◆ TEXTO SELECIONADO:
- - -
A pesquisa de Silva (2016) , com professores da RME de Curitiba, também ressaltou o problema da curta duração do curso e a dificuldade de compreensão dos conteúdos, tanto dos professores como de alguns orientadores de estudos que não possuíam formação na área de Matemática.
Outro problema apontado foi a dificuldade em realizar avaliação coerente com a heterogeneidade de aprendizagem das crianças, conforme orientação recebida no PNAIC. As professoras demonstraram a compreensão de que a avaliação deve ser contínua e em vários momentos, por meio de diferentes instrumentos e, inclusive, em atividades lúdicas:
Já sabemos, mais que nunca, que as salas são heterogêneas e que, por trás de cada um, há uma história de vida que não pode ser ignorada. (P1, 2017).
A abordagem sobre a avaliação no processo formativo do PNAIC não foi verificada no levantamento das teses e dissertações. Infere-se que esta discussão precisa ser ampliada na formação continuada de professores alfabetizadores. D’Ambrósio (2014 , p. 57) chama atenção para o fato de que “os maiores entraves a uma melhoria da educação têm sido o alto índice de reprovação e a enorme evasão, ambos estão relacionados.” O autor afirma, ainda, que o sistema de avaliação no Brasil está completamente equivocado e deve ser repensado.
A análise da categoria “prática pedagógica” considerou as falas das professoras sobre os conteúdos do PNAIC e as suas repercussões. As professoras ressaltaram a valorização dos jogos como recursos significativos para a alfabetização matemática:
Ressignificar a prática pedagógica fazendo uso de jogos como atividades significativas e prazerosas para os estudantes. (P5, 2017).
Gostei bastante, porque eu só tinha experiência com educação infantil, e o PNAIC me trouxe uma boa bagagem com relação a jogos, maneiras diferentes de trabalhar a Matemática. (P6, 2017).
Pode-se inferir que a valorização dos jogos e da ludicidade, na visão das professoras, repercutiu em experiências viabilizadas pelo acesso ao material concreto, disponibilizado no curso, que possibilitaram bons resultados no desenvolvimento do raciocínio e aprendizagem dos conceitos matemáticos.
- - -
Registros de coordenadas anotados

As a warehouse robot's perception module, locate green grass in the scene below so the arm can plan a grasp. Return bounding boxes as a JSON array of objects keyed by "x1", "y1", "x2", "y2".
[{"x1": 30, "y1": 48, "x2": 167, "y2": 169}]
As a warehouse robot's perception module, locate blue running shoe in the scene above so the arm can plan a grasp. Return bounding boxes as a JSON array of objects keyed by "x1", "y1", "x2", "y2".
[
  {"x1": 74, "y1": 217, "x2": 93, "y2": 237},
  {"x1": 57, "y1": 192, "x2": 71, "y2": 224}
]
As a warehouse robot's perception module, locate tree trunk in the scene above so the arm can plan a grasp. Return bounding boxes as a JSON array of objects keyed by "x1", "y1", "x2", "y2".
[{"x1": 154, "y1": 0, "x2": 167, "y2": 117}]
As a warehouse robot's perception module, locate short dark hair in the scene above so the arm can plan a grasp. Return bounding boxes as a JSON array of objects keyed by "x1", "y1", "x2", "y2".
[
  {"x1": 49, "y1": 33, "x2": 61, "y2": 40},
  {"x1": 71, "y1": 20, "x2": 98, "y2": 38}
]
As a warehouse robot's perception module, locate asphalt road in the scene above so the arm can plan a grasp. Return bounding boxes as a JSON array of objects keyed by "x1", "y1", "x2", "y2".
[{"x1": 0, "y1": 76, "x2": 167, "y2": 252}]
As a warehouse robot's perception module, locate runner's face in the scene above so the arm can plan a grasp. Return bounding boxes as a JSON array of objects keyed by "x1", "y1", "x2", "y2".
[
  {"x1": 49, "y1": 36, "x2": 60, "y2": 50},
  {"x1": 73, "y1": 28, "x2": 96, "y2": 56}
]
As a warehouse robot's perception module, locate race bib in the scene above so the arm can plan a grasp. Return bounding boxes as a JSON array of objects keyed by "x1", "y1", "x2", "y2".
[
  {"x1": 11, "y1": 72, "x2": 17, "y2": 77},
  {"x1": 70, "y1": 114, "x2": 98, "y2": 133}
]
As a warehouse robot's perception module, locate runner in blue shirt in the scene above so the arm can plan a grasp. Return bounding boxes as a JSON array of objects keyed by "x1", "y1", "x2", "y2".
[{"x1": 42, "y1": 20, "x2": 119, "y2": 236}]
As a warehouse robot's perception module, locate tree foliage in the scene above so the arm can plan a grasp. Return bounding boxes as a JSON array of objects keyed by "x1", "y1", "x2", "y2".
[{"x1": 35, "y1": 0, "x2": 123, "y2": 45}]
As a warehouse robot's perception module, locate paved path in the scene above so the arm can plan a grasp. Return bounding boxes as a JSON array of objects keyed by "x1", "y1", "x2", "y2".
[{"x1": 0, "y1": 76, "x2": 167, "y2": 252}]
- - -
◆ TAREFA PROPOSTA: Por favor, dê continuidade ao texto sobre o PNAIC e a alfabetização matemática, começando logo após a última frase.

◆ RESULTADO:
Sobre os materiais oferecidos no PNAIC, as professoras destacaram o tapetinho para trabalhar a posição do número (P1, P3), os jogos (P2, P4, P5, P6, P8), a caixa Matemática e o Tangran (P3, P7):
Uma das metodologias que veio a enriquecer mais ainda foi o tapetinho, o material concreto; ali, a gente pode ver que realmente dá resultado, a questão do contar com os alunos, para eles aprenderem unidade, dezena e centena de milhar, eles iam amarrando. (P3, 2017).
Portanto, foi possível constatar que, para as oito professoras da RME de Curitiba, o PNAIC trouxe repercussões que contribuíram para ressignificar a prática pedagógica, coincidindo com os achados das dissertações e teses apresentadas na revisão de literatura. Tanto as professoras experientes como as menos experientes, as formadas em Pedagogia como a licenciada em Matemática, destacaram o conhecimento que adquiriram sobre as atividades lúdicas, especialmente o uso de jogos para a alfabetização matemática na perspectiva do letramento. Esse destaque demonstra a necessidade de processos de formação que possibilitem a reflexão sobre a teoria e a prática nas salas de aula. No caso do PNAIC, essa condição foi efetivada pelos materiais concretos disponibilizados aos professores e pelos relatos das experiências exitosas para aprendizagem nas classes de alfabetização.
Chamou a atenção que, na RISL, na proposta do PNAIC Matemática, a resolução de problemas é valorizada, no entanto, as professoras investigadas não destacaram sua relevância para a formação e prática pedagógica. O tema foi investigado apenas por Pudelco (2017) , que ressaltou a proximidade da proposta do PNAIC com estudos nessa área e constou nos resultados das pesquisas de Pugas (2018) e Pereira (2016) .
CONSIDERAÇÕES FINAIS
Conclui-se que o movimento formativo do PNAIC, no âmbito das universidades, secretarias de educação e escolas públicas, favoreceu o desenvolvimento de pesquisas e acompanhamento do programa, constatado na significativa produção do conhecimento sobre o tema. A abordagem qualitativa das pesquisas, realizadas com diferentes metodologias e em estados e municípios distintos, expressa um conjunto de dados relevantes para a avaliação e redirecionamento de políticas públicas e aperfeiçoamento de programas de formação continuada. Este estudo constatou convergências sobre o programa, considerando o conjunto dos 37 trabalhos analisados e os dados obtidos na pesquisa com as oito professoras da RME de Curitiba. Ressalta-se como importante repercussão deste programa a reflexão sobre a organização do trabalho pedagógico e o estudo de conteúdos da alfabetização matemática.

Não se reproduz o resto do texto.